[LINR1] - Linear regression with direct resolution

Low-level implementation, using numpy, of a direct resolution for a linear regression

Objectives :

• Just one, the illustration of a direct resolution :-)

What we're going to do :

Equation : $$Y = X.\theta + N$$
Where N is a noise vector and $\theta = (a,b)$ a vector as y = a.x + b

Step 1 - Import and init

import numpy as np
import math
import matplotlib
import matplotlib.pyplot as plt
import sys
import fidle

# Init Fidle environment
run_id, run_dir, datasets_dir = fidle.init('LINR1')

FIDLE - Environment initialization

Version              : 2.3.2
Run id               : LINR1
Run dir              : ./run/LINR1
Datasets dir         : /lustre/fswork/projects/rech/mlh/uja62cb/fidle-project/datasets-fidle
Start time           : 22/12/24 21:20:36
Hostname             : r3i5n3 (Linux)
Tensorflow log level : Info + Warning + Error  (=0)
Update keras cache   : False
Update torch cache   : False
Save figs            : ./run/LINR1/figs (True)

■ GIVEN RECORDS
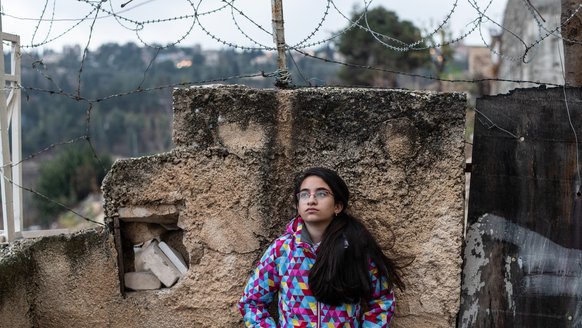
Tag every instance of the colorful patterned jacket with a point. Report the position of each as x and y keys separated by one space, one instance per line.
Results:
x=284 y=269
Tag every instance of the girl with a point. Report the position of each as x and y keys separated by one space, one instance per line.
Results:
x=327 y=268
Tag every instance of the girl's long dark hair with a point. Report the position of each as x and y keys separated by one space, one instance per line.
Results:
x=341 y=270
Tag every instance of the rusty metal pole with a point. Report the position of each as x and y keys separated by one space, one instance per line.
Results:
x=572 y=34
x=283 y=79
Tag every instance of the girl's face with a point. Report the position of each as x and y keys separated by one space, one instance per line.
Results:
x=316 y=204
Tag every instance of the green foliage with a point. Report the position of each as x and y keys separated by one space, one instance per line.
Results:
x=69 y=177
x=360 y=47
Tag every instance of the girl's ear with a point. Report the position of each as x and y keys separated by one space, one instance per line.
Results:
x=338 y=207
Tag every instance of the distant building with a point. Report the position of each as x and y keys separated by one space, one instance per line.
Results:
x=542 y=62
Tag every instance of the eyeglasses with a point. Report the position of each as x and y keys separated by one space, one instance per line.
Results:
x=319 y=195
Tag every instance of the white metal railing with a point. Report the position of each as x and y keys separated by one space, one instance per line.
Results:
x=10 y=146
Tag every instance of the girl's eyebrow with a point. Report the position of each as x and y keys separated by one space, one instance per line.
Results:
x=316 y=189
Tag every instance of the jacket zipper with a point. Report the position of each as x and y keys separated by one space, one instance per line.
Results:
x=318 y=315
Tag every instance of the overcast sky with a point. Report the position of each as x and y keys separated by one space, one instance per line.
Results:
x=22 y=17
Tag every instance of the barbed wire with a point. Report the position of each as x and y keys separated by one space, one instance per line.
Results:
x=96 y=12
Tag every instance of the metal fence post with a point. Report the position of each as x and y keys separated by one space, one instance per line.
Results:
x=283 y=79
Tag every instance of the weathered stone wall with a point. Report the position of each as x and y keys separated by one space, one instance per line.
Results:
x=230 y=179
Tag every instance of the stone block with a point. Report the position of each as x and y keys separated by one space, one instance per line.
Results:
x=152 y=258
x=142 y=281
x=161 y=214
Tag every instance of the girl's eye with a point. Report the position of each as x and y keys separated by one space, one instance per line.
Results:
x=320 y=194
x=304 y=195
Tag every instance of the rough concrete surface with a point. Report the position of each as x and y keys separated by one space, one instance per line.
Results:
x=230 y=176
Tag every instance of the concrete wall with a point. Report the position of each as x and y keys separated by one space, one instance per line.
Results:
x=230 y=178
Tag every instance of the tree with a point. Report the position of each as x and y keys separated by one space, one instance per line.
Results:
x=360 y=47
x=571 y=27
x=68 y=178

■ YOUR TASKS
a) In the linear regression notebook, what version does the Fidle environment initialization report?
b) Reproduce the portion of the linear regression notebook between "Step 1 - Import" and "datasets_dir = fidle.init('LINR1')", inclusive.

■ RESPONSES TO THE EXERCISE
a) Version 2.3.2.

b)
Step 1 - Import and init

import numpy as np
import math
import matplotlib
import matplotlib.pyplot as plt
import sys
import fidle

# Init Fidle environment
run_id, run_dir, datasets_dir = fidle.init('LINR1')